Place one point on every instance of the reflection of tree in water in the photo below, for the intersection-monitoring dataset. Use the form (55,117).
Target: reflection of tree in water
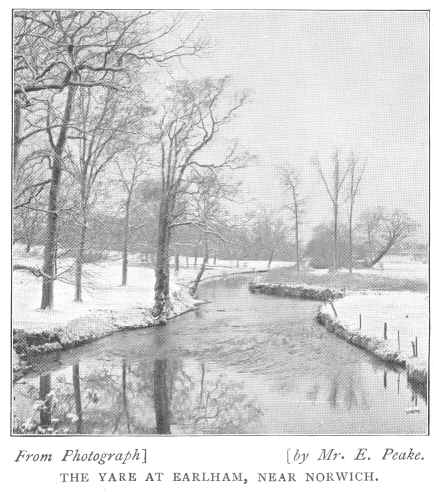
(151,396)
(196,405)
(213,406)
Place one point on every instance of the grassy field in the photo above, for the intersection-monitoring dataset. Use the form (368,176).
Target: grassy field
(345,280)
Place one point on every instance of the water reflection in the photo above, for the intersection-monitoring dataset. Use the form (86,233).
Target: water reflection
(167,396)
(241,364)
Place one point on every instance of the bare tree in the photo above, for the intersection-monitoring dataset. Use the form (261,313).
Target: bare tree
(130,177)
(394,228)
(207,213)
(334,191)
(369,223)
(191,118)
(291,181)
(57,51)
(356,172)
(268,234)
(98,137)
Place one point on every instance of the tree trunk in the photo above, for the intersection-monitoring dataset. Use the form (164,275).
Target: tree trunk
(350,240)
(382,253)
(124,394)
(52,215)
(79,261)
(297,245)
(17,129)
(125,242)
(161,397)
(161,289)
(335,237)
(77,396)
(44,391)
(270,258)
(177,262)
(198,278)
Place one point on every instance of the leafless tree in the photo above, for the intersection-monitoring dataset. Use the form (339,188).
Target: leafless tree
(96,140)
(334,192)
(394,228)
(291,181)
(191,118)
(131,171)
(207,214)
(58,51)
(369,223)
(356,172)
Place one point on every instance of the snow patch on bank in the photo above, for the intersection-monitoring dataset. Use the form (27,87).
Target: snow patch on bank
(406,315)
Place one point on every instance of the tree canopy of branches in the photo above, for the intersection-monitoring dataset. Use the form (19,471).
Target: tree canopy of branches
(190,119)
(57,52)
(334,191)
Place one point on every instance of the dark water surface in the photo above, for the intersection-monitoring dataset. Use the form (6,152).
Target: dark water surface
(243,363)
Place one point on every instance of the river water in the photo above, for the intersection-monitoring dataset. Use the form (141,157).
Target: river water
(243,363)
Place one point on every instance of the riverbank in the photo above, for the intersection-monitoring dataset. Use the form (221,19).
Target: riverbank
(384,311)
(107,306)
(390,342)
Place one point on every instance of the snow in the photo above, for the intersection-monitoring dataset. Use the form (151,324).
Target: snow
(401,267)
(404,312)
(106,304)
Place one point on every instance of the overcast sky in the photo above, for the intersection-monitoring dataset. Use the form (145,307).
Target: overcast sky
(324,80)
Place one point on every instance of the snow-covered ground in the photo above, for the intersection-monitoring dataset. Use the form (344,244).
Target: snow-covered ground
(401,267)
(404,312)
(104,299)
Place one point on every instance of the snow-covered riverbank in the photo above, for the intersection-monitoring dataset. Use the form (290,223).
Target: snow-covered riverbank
(106,306)
(388,324)
(395,294)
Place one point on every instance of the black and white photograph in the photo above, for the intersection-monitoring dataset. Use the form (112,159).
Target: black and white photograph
(220,222)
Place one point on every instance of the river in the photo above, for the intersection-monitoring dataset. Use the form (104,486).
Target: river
(241,363)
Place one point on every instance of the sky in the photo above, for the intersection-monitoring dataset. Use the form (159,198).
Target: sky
(320,81)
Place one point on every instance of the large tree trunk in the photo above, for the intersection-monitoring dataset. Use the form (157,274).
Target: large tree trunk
(125,242)
(297,244)
(176,262)
(350,240)
(161,289)
(335,238)
(201,271)
(44,396)
(79,261)
(161,397)
(52,215)
(17,129)
(77,396)
(124,394)
(270,258)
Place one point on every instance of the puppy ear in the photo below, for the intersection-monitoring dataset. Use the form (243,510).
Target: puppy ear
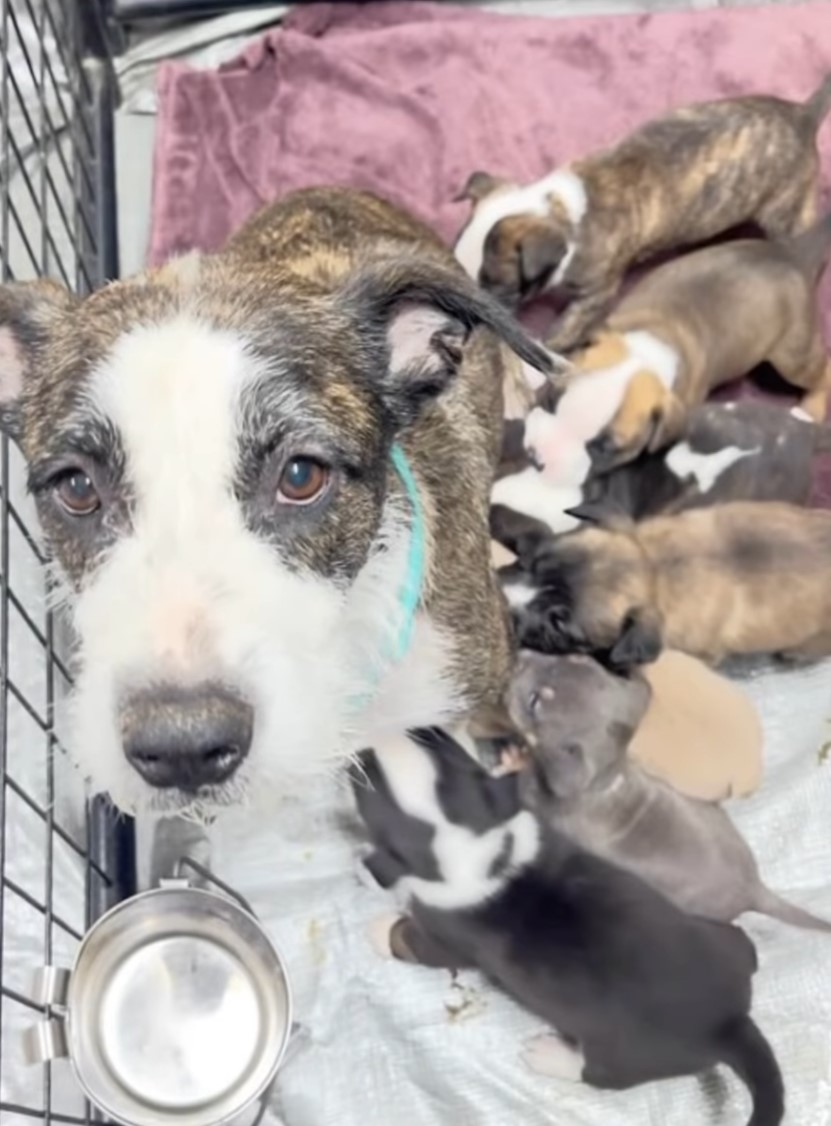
(384,868)
(477,186)
(420,314)
(27,311)
(517,532)
(548,394)
(541,252)
(640,641)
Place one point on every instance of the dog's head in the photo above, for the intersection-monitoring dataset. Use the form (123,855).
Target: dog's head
(510,249)
(588,591)
(208,446)
(578,720)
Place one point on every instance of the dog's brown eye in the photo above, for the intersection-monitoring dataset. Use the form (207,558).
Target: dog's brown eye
(77,493)
(302,481)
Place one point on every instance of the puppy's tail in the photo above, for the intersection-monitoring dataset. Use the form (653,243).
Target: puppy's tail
(769,903)
(819,104)
(811,249)
(745,1051)
(822,438)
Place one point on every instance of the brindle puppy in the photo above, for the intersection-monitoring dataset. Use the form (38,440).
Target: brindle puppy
(732,580)
(676,181)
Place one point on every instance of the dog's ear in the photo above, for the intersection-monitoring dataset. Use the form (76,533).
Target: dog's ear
(602,514)
(27,313)
(421,313)
(477,186)
(548,394)
(640,641)
(541,251)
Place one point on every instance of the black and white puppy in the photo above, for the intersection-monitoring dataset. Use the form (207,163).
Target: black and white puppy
(751,449)
(635,989)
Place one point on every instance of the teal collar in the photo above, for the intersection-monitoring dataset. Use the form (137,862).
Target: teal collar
(410,593)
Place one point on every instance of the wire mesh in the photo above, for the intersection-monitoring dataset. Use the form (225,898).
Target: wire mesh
(62,860)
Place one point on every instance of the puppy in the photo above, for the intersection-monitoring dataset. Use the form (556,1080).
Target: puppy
(731,580)
(698,322)
(635,989)
(578,721)
(743,450)
(676,181)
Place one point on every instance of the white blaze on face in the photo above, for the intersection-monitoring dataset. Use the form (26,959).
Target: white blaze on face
(533,199)
(704,468)
(190,593)
(589,404)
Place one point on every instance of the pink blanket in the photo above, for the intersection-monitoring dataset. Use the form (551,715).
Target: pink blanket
(408,98)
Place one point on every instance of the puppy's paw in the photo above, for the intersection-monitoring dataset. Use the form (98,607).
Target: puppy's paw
(604,449)
(378,932)
(550,1055)
(511,760)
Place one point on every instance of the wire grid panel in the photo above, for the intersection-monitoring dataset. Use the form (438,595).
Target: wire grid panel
(50,206)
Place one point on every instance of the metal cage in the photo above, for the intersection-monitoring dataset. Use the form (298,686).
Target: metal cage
(57,219)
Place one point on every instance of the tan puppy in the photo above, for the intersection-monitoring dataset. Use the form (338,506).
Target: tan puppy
(732,580)
(698,322)
(676,181)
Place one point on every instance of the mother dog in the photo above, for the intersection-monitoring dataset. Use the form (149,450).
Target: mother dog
(251,467)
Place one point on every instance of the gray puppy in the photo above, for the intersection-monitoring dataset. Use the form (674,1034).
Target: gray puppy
(578,720)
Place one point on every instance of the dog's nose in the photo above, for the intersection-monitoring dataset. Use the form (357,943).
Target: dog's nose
(186,738)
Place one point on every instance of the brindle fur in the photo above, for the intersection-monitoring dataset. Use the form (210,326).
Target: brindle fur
(733,580)
(677,181)
(289,262)
(723,311)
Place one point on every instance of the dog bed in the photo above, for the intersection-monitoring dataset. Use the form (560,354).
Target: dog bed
(407,99)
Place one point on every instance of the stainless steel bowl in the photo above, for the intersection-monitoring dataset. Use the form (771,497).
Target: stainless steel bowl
(178,1009)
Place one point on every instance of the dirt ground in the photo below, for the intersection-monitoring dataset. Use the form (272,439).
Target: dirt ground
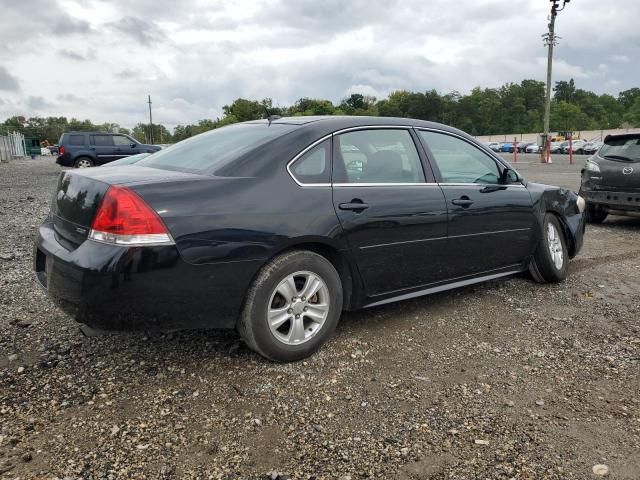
(502,380)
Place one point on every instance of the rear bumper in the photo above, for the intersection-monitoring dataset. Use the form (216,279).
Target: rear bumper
(629,201)
(129,288)
(64,160)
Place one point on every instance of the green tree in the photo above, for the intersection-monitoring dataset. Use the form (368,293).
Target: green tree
(244,110)
(628,97)
(633,115)
(564,91)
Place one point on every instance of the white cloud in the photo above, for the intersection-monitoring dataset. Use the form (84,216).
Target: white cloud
(194,56)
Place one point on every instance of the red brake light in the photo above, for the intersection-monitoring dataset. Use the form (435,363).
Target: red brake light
(124,218)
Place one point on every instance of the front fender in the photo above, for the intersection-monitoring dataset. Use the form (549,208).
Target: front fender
(561,202)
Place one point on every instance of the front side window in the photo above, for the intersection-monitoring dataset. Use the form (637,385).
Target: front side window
(121,140)
(102,140)
(314,165)
(376,156)
(459,161)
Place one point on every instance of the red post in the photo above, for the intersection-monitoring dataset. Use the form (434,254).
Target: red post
(570,149)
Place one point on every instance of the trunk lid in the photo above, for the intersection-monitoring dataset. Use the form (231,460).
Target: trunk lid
(79,193)
(619,162)
(619,174)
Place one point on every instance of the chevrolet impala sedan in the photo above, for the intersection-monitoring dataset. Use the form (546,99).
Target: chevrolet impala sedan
(275,227)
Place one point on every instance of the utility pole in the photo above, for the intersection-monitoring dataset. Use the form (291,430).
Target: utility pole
(550,40)
(150,122)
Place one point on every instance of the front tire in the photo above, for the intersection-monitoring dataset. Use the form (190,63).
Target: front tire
(551,260)
(292,307)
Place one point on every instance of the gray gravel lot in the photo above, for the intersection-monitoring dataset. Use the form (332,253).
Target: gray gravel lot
(502,380)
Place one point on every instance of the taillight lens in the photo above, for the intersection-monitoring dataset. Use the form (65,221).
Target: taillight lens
(124,218)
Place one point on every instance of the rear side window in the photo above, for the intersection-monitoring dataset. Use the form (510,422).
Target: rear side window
(314,166)
(76,140)
(216,148)
(122,140)
(376,156)
(102,140)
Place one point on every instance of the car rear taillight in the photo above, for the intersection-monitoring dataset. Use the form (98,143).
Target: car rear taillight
(123,218)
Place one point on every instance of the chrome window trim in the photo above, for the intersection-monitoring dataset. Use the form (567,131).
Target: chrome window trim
(292,161)
(497,158)
(417,184)
(516,185)
(373,127)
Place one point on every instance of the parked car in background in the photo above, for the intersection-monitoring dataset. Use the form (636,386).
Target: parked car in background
(592,147)
(506,147)
(611,178)
(555,147)
(533,148)
(127,160)
(88,149)
(522,146)
(275,227)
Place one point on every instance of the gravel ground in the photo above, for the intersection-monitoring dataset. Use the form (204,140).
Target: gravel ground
(502,380)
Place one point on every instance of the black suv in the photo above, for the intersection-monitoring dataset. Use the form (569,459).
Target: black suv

§ OBJECTIVE: Give back exactly the lines from the line holding "Place one point on every instance of the chrome" through the last line of the listing, including both.

§ SOLUTION TO THE PROBLEM:
Place one point on every instance of the chrome window trim in the photo above, for the intersection-monitoring dataset. Use the form (567,131).
Target: chrome window trim
(292,161)
(497,158)
(417,184)
(516,185)
(373,127)
Place one point on every instance of the parked car in background in the photo above, for the intersection-monitoring dataset. Use the form (636,386).
Target: parked car in background
(592,147)
(506,147)
(611,178)
(555,147)
(533,148)
(127,160)
(88,149)
(522,146)
(275,227)
Place one point on every instance of the gravel ground in the photo above, for the intersection-monitoring dataset. Use the form (204,140).
Target: gravel ground
(502,380)
Place one point on every instance of the black suv in the photo above, for the intersection-monitoring dataset. Use the form (569,459).
Target: black suv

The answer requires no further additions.